[[ Given information open ]]
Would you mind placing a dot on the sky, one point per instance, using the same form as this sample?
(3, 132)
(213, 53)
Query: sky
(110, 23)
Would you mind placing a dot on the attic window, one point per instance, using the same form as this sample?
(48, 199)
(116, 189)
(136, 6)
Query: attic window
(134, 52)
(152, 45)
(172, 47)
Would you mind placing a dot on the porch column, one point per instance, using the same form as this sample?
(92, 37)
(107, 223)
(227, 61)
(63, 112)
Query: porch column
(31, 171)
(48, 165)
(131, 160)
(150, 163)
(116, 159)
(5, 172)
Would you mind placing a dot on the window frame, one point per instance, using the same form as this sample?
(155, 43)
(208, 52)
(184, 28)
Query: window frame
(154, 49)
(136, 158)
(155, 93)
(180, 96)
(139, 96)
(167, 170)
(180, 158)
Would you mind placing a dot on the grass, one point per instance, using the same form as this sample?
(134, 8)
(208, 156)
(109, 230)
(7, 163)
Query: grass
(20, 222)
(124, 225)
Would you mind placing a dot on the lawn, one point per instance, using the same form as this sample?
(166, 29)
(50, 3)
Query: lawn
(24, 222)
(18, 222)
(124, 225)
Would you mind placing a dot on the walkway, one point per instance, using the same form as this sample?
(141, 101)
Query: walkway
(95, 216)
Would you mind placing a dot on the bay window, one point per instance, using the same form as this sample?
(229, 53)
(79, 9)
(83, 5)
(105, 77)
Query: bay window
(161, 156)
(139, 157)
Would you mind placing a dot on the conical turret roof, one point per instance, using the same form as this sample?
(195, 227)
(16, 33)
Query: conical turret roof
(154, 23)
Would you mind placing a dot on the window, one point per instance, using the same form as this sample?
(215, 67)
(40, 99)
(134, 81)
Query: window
[[ Given information closed ]]
Repeat the data precisely, line by line.

Would you mind placing a dot on the sky, one point per instance, using the same form as this sample?
(3, 132)
(213, 53)
Query: sky
(110, 23)
Would you mind placing a dot on the attic window, one point per instance, using the same form as this sample?
(48, 199)
(116, 189)
(136, 6)
Query: attic window
(134, 52)
(152, 45)
(172, 47)
Would you mind placing a dot on the porch column, one point per instance, using the same form as this sample?
(92, 37)
(107, 223)
(227, 61)
(63, 112)
Query: porch column
(31, 171)
(48, 165)
(131, 160)
(150, 163)
(116, 159)
(5, 172)
Would you mind placing a dot on the window frame, one point per instance, using the same form as this sample?
(155, 43)
(208, 52)
(184, 28)
Query: window frame
(154, 49)
(136, 158)
(155, 93)
(180, 96)
(139, 96)
(167, 170)
(180, 158)
Would you mind placing a dot on the grass, one point per instance, using the same form as this sample?
(134, 8)
(208, 156)
(109, 230)
(7, 163)
Query: grass
(20, 222)
(124, 225)
Would you mind placing a dot on the lawn, one point per instance, using the same form as this sample?
(166, 29)
(50, 3)
Query: lawn
(24, 222)
(18, 222)
(124, 225)
Would you mind placing a dot on the walkway, one point per instance, using the same form as this sample?
(141, 101)
Query: walkway
(95, 216)
Would you mind placing a dot on the bay window, one point per instance, using the same form as this sample?
(229, 53)
(79, 9)
(83, 5)
(105, 77)
Query: bay window
(161, 156)
(139, 157)
Would you mind placing a dot on the conical turret roof, one point per instance, using the same form as this sample?
(195, 227)
(16, 33)
Query: conical turret roof
(154, 23)
Would you mind placing a dot on the window, one point per instance, using the same form as this sample?
(215, 67)
(40, 99)
(134, 81)
Query: window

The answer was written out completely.